Biodireito e o direito civil
Estes também possuem estreita relação. O direito civil trata de questões como direitos de personalidade – início e fim da vida, autonomia da vontade, aplicação dos direitos humanos e normas contratuais que estabelecem a responsabilidade médica/profissional.
Biodireito e as relações de consumo
A relação pode ser estreitada entendendo que serviços como, por exemplo, a inseminação artificial, são enquadrados como consumeristas, sendo regulados pelo Código de Defesa do Consumidor.
Biodireito e o direito ambiental
O biodireito vem regulamentar a aplicação de tecnologias em relação a qualquer forma de vida, não só a humana. Portanto, a relação entre a ciência e o direito ambiental trata de questões que podem trazer implicações ao ecossistema, como os Organismos Geneticamente Modificados.
Biodireito e religião
Nesse caso, trata-se de religião como fonte de conhecimento e convicções filosóficas. Dessa forma, ela pode contribuir para debates sobre questões que envolvem proibição ou liberação de determinadas técnicas científicas, desde que seja mantida a liberdade de consciência dos pesquisadores.
Aprofundando o conhecimento
Livros de biodireito
Existem dois livros básicos que são importantes para o estudo da bioética e do biodireito. São eles:
- Fundamentos do Biodireito, da autora Renata da Rocha, que aborda justamente os dilemas que falamos acima.
- Manual de Bioética e Biodireito, do Autor Edison Tetsuzo Namba, que também vai trazer as questões éticas e legais relacionadas aos conflitos que envolvem a tecnologia na área da saúde.
Conteúdos online de biodireito
Além disso, para aprender mais sobre o tema, recomendo também os canais das advogadas Luciana Munhoz e Thaís Maia. Elas compartilham conteúdo de qualidade sobre o tema no canal do YouTube Bioéticas – clique aqui para acessar. Além de no perfil do instagram @bioeticasnapratica.
Clique e confira o vídeo: O que é biodireito.
Artigo – Biodireito: uma disciplina autônoma?
──────────
## Questões propostas:
- A) Transcreva do texto sobre biodireito a passagem que vai de "Biodireito e o direito civil" até "Organismos Geneticamente Modificados.", incluindo este último trecho.
- B) Resuma o texto sobre biodireito em duas frases.
Os itens constituem material à parte, independente do texto sobre biodireito.
──────────
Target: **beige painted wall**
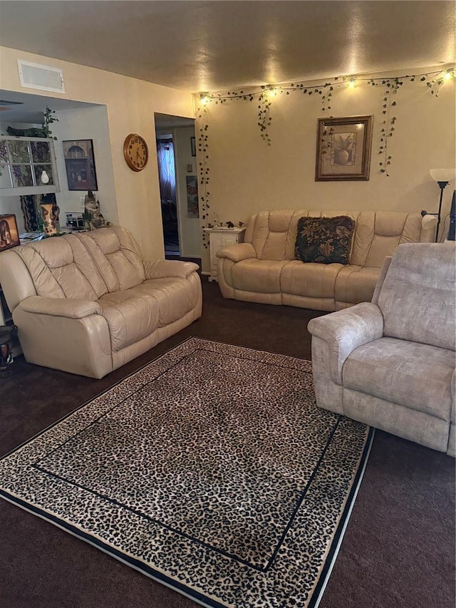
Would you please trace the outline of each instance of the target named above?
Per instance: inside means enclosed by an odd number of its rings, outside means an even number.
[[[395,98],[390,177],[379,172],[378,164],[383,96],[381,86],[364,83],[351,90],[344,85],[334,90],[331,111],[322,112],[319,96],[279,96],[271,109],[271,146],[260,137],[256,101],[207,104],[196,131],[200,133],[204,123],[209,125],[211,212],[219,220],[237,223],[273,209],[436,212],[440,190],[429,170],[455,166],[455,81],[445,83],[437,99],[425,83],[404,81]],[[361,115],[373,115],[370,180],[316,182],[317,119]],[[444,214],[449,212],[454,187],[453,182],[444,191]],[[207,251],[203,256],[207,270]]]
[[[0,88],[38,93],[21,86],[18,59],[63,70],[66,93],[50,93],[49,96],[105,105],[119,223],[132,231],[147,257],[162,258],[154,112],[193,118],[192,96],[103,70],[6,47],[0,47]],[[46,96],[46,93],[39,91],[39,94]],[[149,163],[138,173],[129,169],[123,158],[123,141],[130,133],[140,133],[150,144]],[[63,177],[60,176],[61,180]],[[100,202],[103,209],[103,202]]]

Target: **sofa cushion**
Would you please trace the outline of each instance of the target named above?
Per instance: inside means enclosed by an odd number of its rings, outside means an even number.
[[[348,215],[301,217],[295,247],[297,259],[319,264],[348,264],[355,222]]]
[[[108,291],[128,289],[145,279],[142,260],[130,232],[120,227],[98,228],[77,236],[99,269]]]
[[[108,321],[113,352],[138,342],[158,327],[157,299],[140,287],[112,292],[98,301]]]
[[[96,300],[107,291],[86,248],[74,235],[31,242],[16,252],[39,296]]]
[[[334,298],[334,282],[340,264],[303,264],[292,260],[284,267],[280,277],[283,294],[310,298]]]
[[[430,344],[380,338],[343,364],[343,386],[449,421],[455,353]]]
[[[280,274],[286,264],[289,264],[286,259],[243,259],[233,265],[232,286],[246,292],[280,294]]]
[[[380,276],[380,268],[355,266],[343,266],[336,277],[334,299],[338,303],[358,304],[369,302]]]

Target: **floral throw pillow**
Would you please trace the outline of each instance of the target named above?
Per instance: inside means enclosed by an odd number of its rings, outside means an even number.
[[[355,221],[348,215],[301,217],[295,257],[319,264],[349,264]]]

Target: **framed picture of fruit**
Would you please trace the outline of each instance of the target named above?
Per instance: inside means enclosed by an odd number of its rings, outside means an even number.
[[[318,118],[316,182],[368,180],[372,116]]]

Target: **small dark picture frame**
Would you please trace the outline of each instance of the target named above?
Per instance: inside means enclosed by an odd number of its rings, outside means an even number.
──────────
## Gabarito do exercício:
- A)
Biodireito e o direito civil
Estes também possuem estreita relação. O direito civil trata de questões como direitos de personalidade – início e fim da vida, autonomia da vontade, aplicação dos direitos humanos e normas contratuais que estabelecem a responsabilidade médica/profissional.
Biodireito e as relações de consumo
A relação pode ser estreitada entendendo que serviços como, por exemplo, a inseminação artificial, são enquadrados como consumeristas, sendo regulados pelo Código de Defesa do Consumidor.
Biodireito e o direito ambiental
O biodireito vem regulamentar a aplicação de tecnologias em relação a qualquer forma de vida, não só a humana. Portanto, a relação entre a ciência e o direito ambiental trata de questões que podem trazer implicações ao ecossistema, como os Organismos Geneticamente Modificados.

- B) O biodireito guarda relação com o direito civil, as relações de consumo, o direito ambiental e a religião, abrangendo questões como os direitos de personalidade, a inseminação artificial regulada pelo Código de Defesa do Consumidor e os Organismos Geneticamente Modificados. Para aprofundar o estudo, recomendam-se os livros Fundamentos do Biodireito e Manual de Bioética e Biodireito, bem como os conteúdos das advogadas Luciana Munhoz e Thaís Maia no YouTube e no Instagram.